> [STATED GOAL A]:
Can you reproduce the passage of the editorial on military manpower between "This unconventional fight" and "that Washington needs.", inclusive, word for word?
> [STATED GOAL B]:
Could you give back only the records between the lines holding "Every instance of the slender" and "<point>265,144</point>", inclusive, with the request lines unchanged and every point coordinate in the answers scaled by 0.45 and rounded to whole numbers, halves up?
======== DOCUMENT TEXT ========
This unconventional fight has deeply strained our nation's military core and resources. Congress and President Bush must confront the manpower crisis and the threat it poses to preparedness and national security. The core of this country's readiness – the men and women in uniform – must be restored as smartly and quickly as possible.

Postponing this major overhaul only kicks the problem down the road. Politicians in Washington must address this before the next war – for surely there will be one.

It's time to listen to military leaders like Army Gen. Peter J. Schoomaker, who recently held back a 2008 budget plan because he believes it didn't provide enough resources to perform its mission in Iraq and meet other worldwide commitments. That move probably did little for the general's career, but it is the dose of reality that Washington needs.

Unless things unexpectedly improve in Iraq, the Pentagon forecasts needed troop levels at about 144,000 through year's end. Any call for more troops ignores the obvious. We have gotten ourselves into such a bind that we can't send more without compromising vital military readiness elsewhere.

The Army has provided about 102,000 of the U.S. troops in Iraq and 16,000 of the 21,000 troops in Afghanistan. Many of these soldiers face second and third deployments. Two brigades recently had their scheduled departure dates from Iraq delayed.

The Army National Guard and Reserves face the same manpower and overdeployment issues. Additionally, equipment needed to train yet-to-be-deployed reserve units is being used – and destroyed – in Iraq, which exacerbates the training and readiness gap at home.

Some analysts contend that the Army needs to add as many as 100,000 troops to its 505,000 active-duty force to meet current commitments and future threats. For an all-volunteer force, that is a decade-long effort – not a fix for the immediate crisis in Iraq.

As this war drains resources at a troubling rate, we now have an even tougher rebuilding program ahead, one that will demand serious sacrifice by government and the people.

The elements of that sacrifice – whether a tax increase, a draft or some other drastic measure – are unpalatable topics headed into an election.

But we can't ignore them. Whatever problems the military faces today, we only compound them by dithering before the next big crisis. We must rebuild now.
======== EXTRACTED ENTRIES ========
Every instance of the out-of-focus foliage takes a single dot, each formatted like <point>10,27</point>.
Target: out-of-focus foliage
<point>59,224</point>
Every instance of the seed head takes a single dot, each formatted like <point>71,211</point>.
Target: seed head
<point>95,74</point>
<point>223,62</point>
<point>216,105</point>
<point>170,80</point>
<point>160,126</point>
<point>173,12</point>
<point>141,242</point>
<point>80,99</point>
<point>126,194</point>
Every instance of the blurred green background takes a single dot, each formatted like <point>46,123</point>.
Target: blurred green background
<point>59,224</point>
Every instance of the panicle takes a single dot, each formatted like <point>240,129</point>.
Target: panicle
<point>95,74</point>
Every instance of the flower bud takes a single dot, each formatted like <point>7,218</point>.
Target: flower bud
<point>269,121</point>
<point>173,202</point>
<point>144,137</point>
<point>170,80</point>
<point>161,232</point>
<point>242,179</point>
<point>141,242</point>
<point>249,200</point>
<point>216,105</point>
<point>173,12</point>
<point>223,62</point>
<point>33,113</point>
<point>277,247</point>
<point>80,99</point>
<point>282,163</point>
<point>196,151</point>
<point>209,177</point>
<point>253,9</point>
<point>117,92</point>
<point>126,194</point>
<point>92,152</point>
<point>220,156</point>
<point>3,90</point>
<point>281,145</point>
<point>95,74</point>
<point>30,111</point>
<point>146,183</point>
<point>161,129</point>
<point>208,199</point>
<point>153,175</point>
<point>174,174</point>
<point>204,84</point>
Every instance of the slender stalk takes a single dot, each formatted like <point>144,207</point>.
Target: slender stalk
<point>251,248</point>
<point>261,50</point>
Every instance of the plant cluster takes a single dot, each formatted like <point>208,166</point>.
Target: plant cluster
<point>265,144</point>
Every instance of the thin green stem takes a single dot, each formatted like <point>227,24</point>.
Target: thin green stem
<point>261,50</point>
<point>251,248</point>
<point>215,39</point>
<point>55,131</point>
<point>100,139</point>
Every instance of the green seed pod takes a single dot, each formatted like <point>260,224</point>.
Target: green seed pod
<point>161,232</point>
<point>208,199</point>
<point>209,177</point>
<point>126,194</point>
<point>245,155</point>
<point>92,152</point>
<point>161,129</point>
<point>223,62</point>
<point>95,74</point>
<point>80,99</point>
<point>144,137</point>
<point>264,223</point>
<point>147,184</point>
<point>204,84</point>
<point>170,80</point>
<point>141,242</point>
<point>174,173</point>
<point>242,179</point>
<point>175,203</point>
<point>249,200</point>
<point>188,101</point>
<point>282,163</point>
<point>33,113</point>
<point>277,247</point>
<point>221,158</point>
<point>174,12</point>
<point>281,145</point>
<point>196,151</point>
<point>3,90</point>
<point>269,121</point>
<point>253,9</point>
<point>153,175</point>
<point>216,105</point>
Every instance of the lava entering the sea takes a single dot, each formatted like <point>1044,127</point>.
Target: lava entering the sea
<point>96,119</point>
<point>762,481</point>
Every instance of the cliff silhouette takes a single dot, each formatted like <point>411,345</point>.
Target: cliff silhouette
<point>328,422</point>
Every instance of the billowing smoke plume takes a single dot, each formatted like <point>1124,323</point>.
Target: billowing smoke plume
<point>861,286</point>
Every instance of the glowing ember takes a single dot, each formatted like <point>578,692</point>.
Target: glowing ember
========
> [RESPONSE A]:
This unconventional fight has deeply strained our nation's military core and resources. Congress and President Bush must confront the manpower crisis and the threat it poses to preparedness and national security. The core of this country's readiness – the men and women in uniform – must be restored as smartly and quickly as possible.

Postponing this major overhaul only kicks the problem down the road. Politicians in Washington must address this before the next war – for surely there will be one.

It's time to listen to military leaders like Army Gen. Peter J. Schoomaker, who recently held back a 2008 budget plan because he believes it didn't provide enough resources to perform its mission in Iraq and meet other worldwide commitments. That move probably did little for the general's career, but it is the dose of reality that Washington needs.

> [RESPONSE B]:
Every instance of the slender stalk takes a single dot, each formatted like <point>144,207</point>.
Target: slender stalk
<point>113,112</point>
<point>117,23</point>
Every instance of the plant cluster takes a single dot, each formatted like <point>208,166</point>.
Target: plant cluster
<point>119,65</point>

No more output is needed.